STATED PROBLEM: Write out all records as given; omit images.

──────── MATERIAL

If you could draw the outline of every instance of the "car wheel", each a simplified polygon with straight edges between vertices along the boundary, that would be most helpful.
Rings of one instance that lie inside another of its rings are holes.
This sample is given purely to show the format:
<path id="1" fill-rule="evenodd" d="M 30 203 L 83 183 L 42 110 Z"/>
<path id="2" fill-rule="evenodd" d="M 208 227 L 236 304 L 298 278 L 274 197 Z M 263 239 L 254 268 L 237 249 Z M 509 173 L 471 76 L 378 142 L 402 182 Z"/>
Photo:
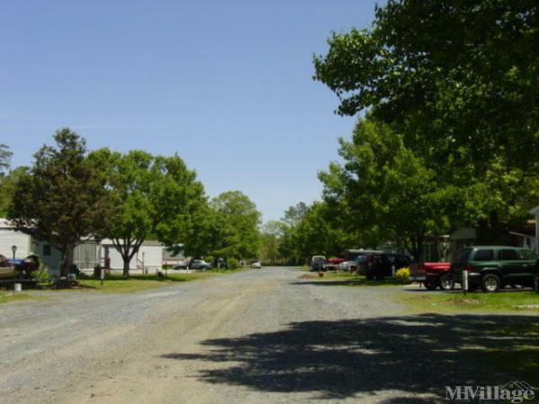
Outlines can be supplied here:
<path id="1" fill-rule="evenodd" d="M 498 292 L 501 282 L 497 275 L 488 274 L 482 278 L 481 284 L 483 292 Z"/>
<path id="2" fill-rule="evenodd" d="M 442 276 L 442 277 L 440 277 L 440 286 L 443 290 L 453 290 L 455 287 L 453 277 L 449 274 Z"/>
<path id="3" fill-rule="evenodd" d="M 423 282 L 423 286 L 425 286 L 425 289 L 427 290 L 436 290 L 436 288 L 437 287 L 437 285 L 435 282 Z"/>

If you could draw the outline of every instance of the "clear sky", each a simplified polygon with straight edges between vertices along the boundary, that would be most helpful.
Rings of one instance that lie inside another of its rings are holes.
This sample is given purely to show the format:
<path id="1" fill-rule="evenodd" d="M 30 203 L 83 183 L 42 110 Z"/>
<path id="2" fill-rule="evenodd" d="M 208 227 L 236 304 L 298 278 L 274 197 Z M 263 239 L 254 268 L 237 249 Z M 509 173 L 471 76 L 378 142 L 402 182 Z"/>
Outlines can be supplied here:
<path id="1" fill-rule="evenodd" d="M 189 4 L 188 4 L 189 3 Z M 0 143 L 13 165 L 60 127 L 92 149 L 177 152 L 210 196 L 247 194 L 278 219 L 320 197 L 355 119 L 312 79 L 331 31 L 371 0 L 27 1 L 0 13 Z"/>

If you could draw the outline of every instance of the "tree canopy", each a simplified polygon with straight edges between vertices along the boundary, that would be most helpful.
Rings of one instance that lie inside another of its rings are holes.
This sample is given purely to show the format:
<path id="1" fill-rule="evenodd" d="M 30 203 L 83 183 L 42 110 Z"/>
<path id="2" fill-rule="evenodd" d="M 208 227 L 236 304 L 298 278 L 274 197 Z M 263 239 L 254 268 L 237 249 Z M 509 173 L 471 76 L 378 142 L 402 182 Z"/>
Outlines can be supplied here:
<path id="1" fill-rule="evenodd" d="M 107 237 L 124 261 L 124 275 L 145 240 L 172 246 L 189 243 L 194 215 L 204 204 L 204 188 L 177 155 L 126 154 L 102 149 L 89 159 L 103 167 L 113 213 Z"/>
<path id="2" fill-rule="evenodd" d="M 107 228 L 105 177 L 86 160 L 86 145 L 68 128 L 44 145 L 31 167 L 20 172 L 8 217 L 14 226 L 45 241 L 62 254 L 67 275 L 71 250 L 86 237 L 100 238 Z"/>
<path id="3" fill-rule="evenodd" d="M 241 191 L 228 191 L 214 198 L 216 245 L 214 255 L 240 259 L 257 258 L 261 249 L 261 213 Z"/>

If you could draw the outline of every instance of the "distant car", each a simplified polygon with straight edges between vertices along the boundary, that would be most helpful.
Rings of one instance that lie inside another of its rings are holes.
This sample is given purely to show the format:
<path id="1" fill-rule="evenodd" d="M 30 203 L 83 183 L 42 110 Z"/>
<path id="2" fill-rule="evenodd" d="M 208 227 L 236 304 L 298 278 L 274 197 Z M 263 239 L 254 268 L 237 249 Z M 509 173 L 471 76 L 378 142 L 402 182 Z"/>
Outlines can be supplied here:
<path id="1" fill-rule="evenodd" d="M 511 286 L 533 286 L 539 275 L 538 256 L 534 251 L 510 246 L 474 246 L 460 250 L 451 262 L 451 275 L 456 283 L 468 273 L 470 290 L 497 292 Z"/>
<path id="2" fill-rule="evenodd" d="M 396 272 L 402 268 L 410 265 L 410 257 L 393 252 L 368 254 L 365 276 L 367 279 L 384 279 L 391 277 L 393 270 Z"/>
<path id="3" fill-rule="evenodd" d="M 324 255 L 314 255 L 311 258 L 311 270 L 312 271 L 325 271 L 326 270 L 326 258 Z"/>
<path id="4" fill-rule="evenodd" d="M 367 263 L 367 254 L 358 255 L 353 259 L 349 261 L 341 262 L 339 265 L 339 269 L 344 272 L 358 272 L 364 273 L 365 267 L 363 264 Z"/>
<path id="5" fill-rule="evenodd" d="M 451 290 L 455 287 L 450 262 L 411 263 L 410 264 L 410 280 L 422 282 L 429 290 L 435 290 L 438 287 L 443 290 Z"/>
<path id="6" fill-rule="evenodd" d="M 211 264 L 209 262 L 206 262 L 204 259 L 193 259 L 190 264 L 189 264 L 190 269 L 209 269 L 211 268 Z"/>
<path id="7" fill-rule="evenodd" d="M 0 255 L 0 278 L 25 278 L 40 268 L 40 259 L 36 255 L 30 255 L 24 259 L 8 259 Z"/>
<path id="8" fill-rule="evenodd" d="M 183 261 L 172 267 L 172 269 L 187 269 L 187 262 Z"/>

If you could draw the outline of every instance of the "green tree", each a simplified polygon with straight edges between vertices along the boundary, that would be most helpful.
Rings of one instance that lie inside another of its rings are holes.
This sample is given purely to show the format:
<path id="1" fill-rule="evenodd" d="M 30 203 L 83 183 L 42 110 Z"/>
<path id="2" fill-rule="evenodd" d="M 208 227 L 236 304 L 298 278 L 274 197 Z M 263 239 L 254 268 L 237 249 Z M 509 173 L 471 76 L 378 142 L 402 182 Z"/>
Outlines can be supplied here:
<path id="1" fill-rule="evenodd" d="M 57 248 L 66 276 L 73 248 L 106 228 L 109 201 L 105 177 L 85 158 L 84 140 L 68 128 L 54 139 L 55 146 L 43 146 L 30 170 L 20 172 L 8 217 L 17 230 Z"/>
<path id="2" fill-rule="evenodd" d="M 180 157 L 102 149 L 89 158 L 107 172 L 114 206 L 107 236 L 122 257 L 124 276 L 129 275 L 131 260 L 150 237 L 168 246 L 189 245 L 192 221 L 206 197 L 195 172 Z"/>
<path id="3" fill-rule="evenodd" d="M 261 213 L 240 191 L 224 192 L 210 206 L 216 214 L 218 244 L 213 255 L 239 259 L 257 258 L 261 249 Z"/>
<path id="4" fill-rule="evenodd" d="M 13 154 L 9 147 L 4 144 L 0 144 L 0 178 L 4 176 L 9 171 L 11 157 Z"/>
<path id="5" fill-rule="evenodd" d="M 532 0 L 389 0 L 371 29 L 330 38 L 315 78 L 340 113 L 399 125 L 423 157 L 535 170 L 538 15 Z"/>
<path id="6" fill-rule="evenodd" d="M 264 224 L 261 231 L 261 259 L 271 265 L 282 262 L 279 247 L 287 224 L 278 220 Z"/>
<path id="7" fill-rule="evenodd" d="M 441 188 L 461 189 L 452 223 L 518 221 L 539 178 L 538 15 L 527 0 L 390 0 L 372 28 L 330 38 L 315 79 L 339 113 L 390 125 Z"/>
<path id="8" fill-rule="evenodd" d="M 27 171 L 28 167 L 17 167 L 6 175 L 0 175 L 0 217 L 7 215 L 15 192 L 15 185 Z"/>
<path id="9" fill-rule="evenodd" d="M 420 258 L 425 236 L 449 226 L 444 212 L 456 189 L 440 187 L 402 136 L 379 122 L 360 120 L 351 142 L 340 139 L 340 154 L 344 163 L 320 174 L 324 198 L 346 203 L 373 246 L 396 240 Z"/>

────────────────

ANSWER TO THIS EXERCISE:
If you could draw the outline of every instance of the "car wheel", each a simplified polygon with straight edges between vertices along the boundary, that would be most helpful.
Rings of one instance that lie inside another of its rings are holes.
This sample is given purely to show the format:
<path id="1" fill-rule="evenodd" d="M 30 203 L 83 183 L 42 110 Z"/>
<path id="2" fill-rule="evenodd" d="M 208 227 L 236 304 L 298 278 L 274 197 Z M 263 239 L 254 268 L 237 249 Z M 509 173 L 471 76 L 378 142 L 402 182 Z"/>
Photo:
Outlines can be supplied here:
<path id="1" fill-rule="evenodd" d="M 498 292 L 501 282 L 497 275 L 488 274 L 482 278 L 481 284 L 483 292 Z"/>
<path id="2" fill-rule="evenodd" d="M 442 276 L 442 277 L 440 277 L 440 286 L 443 290 L 453 290 L 455 287 L 453 277 L 449 274 Z"/>
<path id="3" fill-rule="evenodd" d="M 423 282 L 423 286 L 425 286 L 425 289 L 427 290 L 436 290 L 436 288 L 437 287 L 437 285 L 435 282 Z"/>

If you could draw the outline of every instance of the "clear sky", each a simplified polygon with straight edges between vertices along the boundary, that would be most helpful.
Rings of one instance that lie inside another of its rings are holes.
This sample is given purely to show the format:
<path id="1" fill-rule="evenodd" d="M 30 203 L 83 183 L 42 110 Z"/>
<path id="2" fill-rule="evenodd" d="M 208 227 L 236 304 L 298 278 L 274 197 Z M 263 239 L 254 268 L 237 249 Z M 509 173 L 471 76 L 378 142 L 402 182 Z"/>
Outlines can be supplied here:
<path id="1" fill-rule="evenodd" d="M 189 4 L 188 4 L 189 3 Z M 0 143 L 13 165 L 60 127 L 92 149 L 177 152 L 210 196 L 247 194 L 278 219 L 320 197 L 355 119 L 312 79 L 331 31 L 371 0 L 27 1 L 0 13 Z"/>

If you could draw the outline of every instance of the "tree canopy", each a simplified polygon with straight edges between vertices along the boundary, that would be most helpful.
Rings of one instance that lie inside another of its rings are holes.
This sample is given purely to show the format:
<path id="1" fill-rule="evenodd" d="M 30 203 L 83 183 L 42 110 Z"/>
<path id="2" fill-rule="evenodd" d="M 208 227 L 236 304 L 298 278 L 274 197 Z M 263 239 L 254 268 L 237 249 Z M 509 173 L 471 76 L 378 142 L 402 182 Z"/>
Outlines can be supplied here:
<path id="1" fill-rule="evenodd" d="M 107 237 L 124 261 L 124 275 L 145 240 L 172 246 L 189 243 L 194 215 L 204 204 L 204 188 L 177 155 L 126 154 L 102 149 L 89 159 L 103 167 L 113 213 Z"/>
<path id="2" fill-rule="evenodd" d="M 107 228 L 105 177 L 86 160 L 86 145 L 68 128 L 44 145 L 31 167 L 20 172 L 8 217 L 14 226 L 45 241 L 62 254 L 67 275 L 71 250 L 86 237 L 100 238 Z"/>
<path id="3" fill-rule="evenodd" d="M 241 191 L 228 191 L 214 198 L 216 245 L 214 255 L 240 259 L 257 258 L 261 249 L 261 213 Z"/>

If you could draw the outline of every instance of the "distant car", each a simplified polygon with straight edges between vertices along the boundary, that would be most helpful.
Rings of one instance that lie inside another of its rings are holes.
This sample is given purely to show the format:
<path id="1" fill-rule="evenodd" d="M 30 203 L 83 183 L 42 110 Z"/>
<path id="2" fill-rule="evenodd" d="M 208 227 L 236 304 L 298 278 L 274 197 Z M 263 239 L 254 268 L 237 249 Z M 509 173 L 471 76 L 378 142 L 402 182 Z"/>
Outlines can be supplied here:
<path id="1" fill-rule="evenodd" d="M 511 286 L 533 286 L 539 275 L 538 256 L 534 251 L 510 246 L 474 246 L 460 250 L 451 262 L 451 275 L 456 283 L 468 273 L 470 290 L 497 292 Z"/>
<path id="2" fill-rule="evenodd" d="M 396 272 L 402 268 L 410 265 L 410 257 L 393 252 L 368 254 L 365 276 L 367 279 L 384 279 L 391 277 L 393 270 Z"/>
<path id="3" fill-rule="evenodd" d="M 324 255 L 314 255 L 311 258 L 311 270 L 312 271 L 325 271 L 326 270 L 326 258 Z"/>
<path id="4" fill-rule="evenodd" d="M 367 263 L 367 254 L 358 255 L 353 259 L 349 261 L 341 262 L 339 265 L 339 269 L 344 272 L 358 272 L 364 273 L 365 267 L 363 264 Z"/>
<path id="5" fill-rule="evenodd" d="M 451 290 L 455 287 L 450 262 L 411 263 L 410 264 L 410 280 L 422 282 L 429 290 L 435 290 L 438 287 L 443 290 Z"/>
<path id="6" fill-rule="evenodd" d="M 211 264 L 209 262 L 206 262 L 204 259 L 193 259 L 190 264 L 189 264 L 190 269 L 209 269 L 211 268 Z"/>
<path id="7" fill-rule="evenodd" d="M 0 255 L 0 278 L 25 278 L 40 268 L 40 259 L 36 255 L 30 255 L 24 259 L 8 259 Z"/>
<path id="8" fill-rule="evenodd" d="M 183 261 L 172 267 L 172 269 L 187 269 L 187 262 Z"/>

If you could draw the outline of every instance of the "green tree", each a simplified polygon with straight edges between vertices along the boundary, that would be most helpful.
Rings of one instance that lie inside another of its rings are holes.
This sample is given purely to show the format:
<path id="1" fill-rule="evenodd" d="M 30 203 L 83 183 L 42 110 Z"/>
<path id="2" fill-rule="evenodd" d="M 208 227 L 236 304 L 298 278 L 274 197 Z M 263 239 L 254 268 L 237 249 Z M 509 173 L 471 76 L 378 142 L 402 182 Z"/>
Outlines can be supplied here:
<path id="1" fill-rule="evenodd" d="M 57 248 L 66 276 L 73 248 L 106 228 L 109 201 L 105 177 L 85 158 L 84 140 L 68 128 L 54 139 L 55 146 L 43 146 L 30 170 L 20 172 L 8 217 L 17 230 Z"/>
<path id="2" fill-rule="evenodd" d="M 180 157 L 102 149 L 89 158 L 107 172 L 114 206 L 107 236 L 122 257 L 124 276 L 129 275 L 131 260 L 150 237 L 168 246 L 189 245 L 192 221 L 206 197 L 195 172 Z"/>
<path id="3" fill-rule="evenodd" d="M 261 213 L 240 191 L 224 192 L 210 206 L 216 214 L 218 244 L 213 255 L 239 259 L 257 258 L 261 249 Z"/>
<path id="4" fill-rule="evenodd" d="M 13 154 L 9 147 L 4 144 L 0 144 L 0 178 L 4 176 L 9 171 L 11 157 Z"/>
<path id="5" fill-rule="evenodd" d="M 532 0 L 389 0 L 371 29 L 330 38 L 315 78 L 340 113 L 399 125 L 423 157 L 535 170 L 538 15 Z"/>
<path id="6" fill-rule="evenodd" d="M 264 224 L 261 231 L 261 259 L 271 265 L 282 262 L 279 247 L 287 224 L 278 220 Z"/>
<path id="7" fill-rule="evenodd" d="M 441 188 L 461 189 L 452 223 L 518 221 L 539 178 L 538 15 L 527 0 L 390 0 L 372 28 L 330 38 L 315 79 L 339 113 L 390 125 Z"/>
<path id="8" fill-rule="evenodd" d="M 27 171 L 28 167 L 17 167 L 6 175 L 0 175 L 0 217 L 7 215 L 15 192 L 15 185 Z"/>
<path id="9" fill-rule="evenodd" d="M 420 258 L 425 236 L 449 226 L 444 212 L 456 189 L 440 187 L 402 136 L 379 122 L 360 120 L 351 142 L 340 139 L 340 154 L 344 163 L 320 174 L 324 198 L 346 203 L 373 246 L 396 240 Z"/>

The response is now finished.